Detalhes da tarefa:
Pode copiar, sem alterações, o trecho do relato sobre o show do Echo & The Bunnymen que vai de "Em 1987, fui" até "não me engano.", inclusive?

Fonte:
###

PENSE OU DANCE: AO VIVO, UMA EXPERIÊNCIA

Em 1987, fui ao show do Echo & The Bunnymen em São Paulo, no Palácio das Convenções do Anhembi. Eu era bem jovem e não trabalhava ainda, de modo que o pouco dinheiro que recebia do meu pai foi economizado por meses até que eu pudesse comprar o ingresso de pista, que custava quinhentos cruzados, se não me engano.

Foi um show espetacular. Inesquecível. Daqueles que considero o top cinco da minha vida.

Leve-se em conta, claro, a idade e o deslumbramento que a pouca maturidade e nenhuma experiência anterior concedem. Por outro lado, não lembro de matéria nenhuma ou crítica negativa sobre o show. Deve ter sido, em realidade, um evento e tanto.

###

Registros fornecidos:
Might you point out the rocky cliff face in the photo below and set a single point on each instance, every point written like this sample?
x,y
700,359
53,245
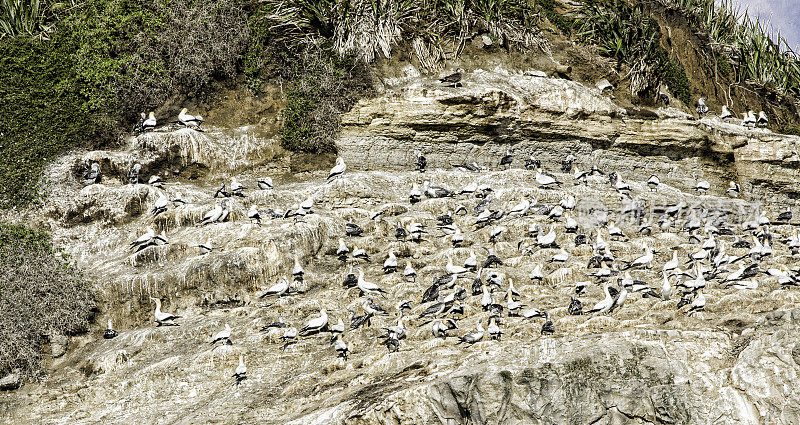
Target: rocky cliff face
x,y
735,363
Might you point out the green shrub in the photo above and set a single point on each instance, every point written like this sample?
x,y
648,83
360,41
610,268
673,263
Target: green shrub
x,y
106,61
40,295
322,86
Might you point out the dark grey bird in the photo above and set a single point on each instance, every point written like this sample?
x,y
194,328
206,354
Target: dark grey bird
x,y
566,163
507,159
110,333
421,162
353,230
575,307
454,78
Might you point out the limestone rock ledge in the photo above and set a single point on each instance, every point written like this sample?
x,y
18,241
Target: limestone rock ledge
x,y
550,118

###

A resposta:
Em 1987, fui ao show do Echo & The Bunnymen em São Paulo, no Palácio das Convenções do Anhembi. Eu era bem jovem e não trabalhava ainda, de modo que o pouco dinheiro que recebia do meu pai foi economizado por meses até que eu pudesse comprar o ingresso de pista, que custava quinhentos cruzados, se não me engano.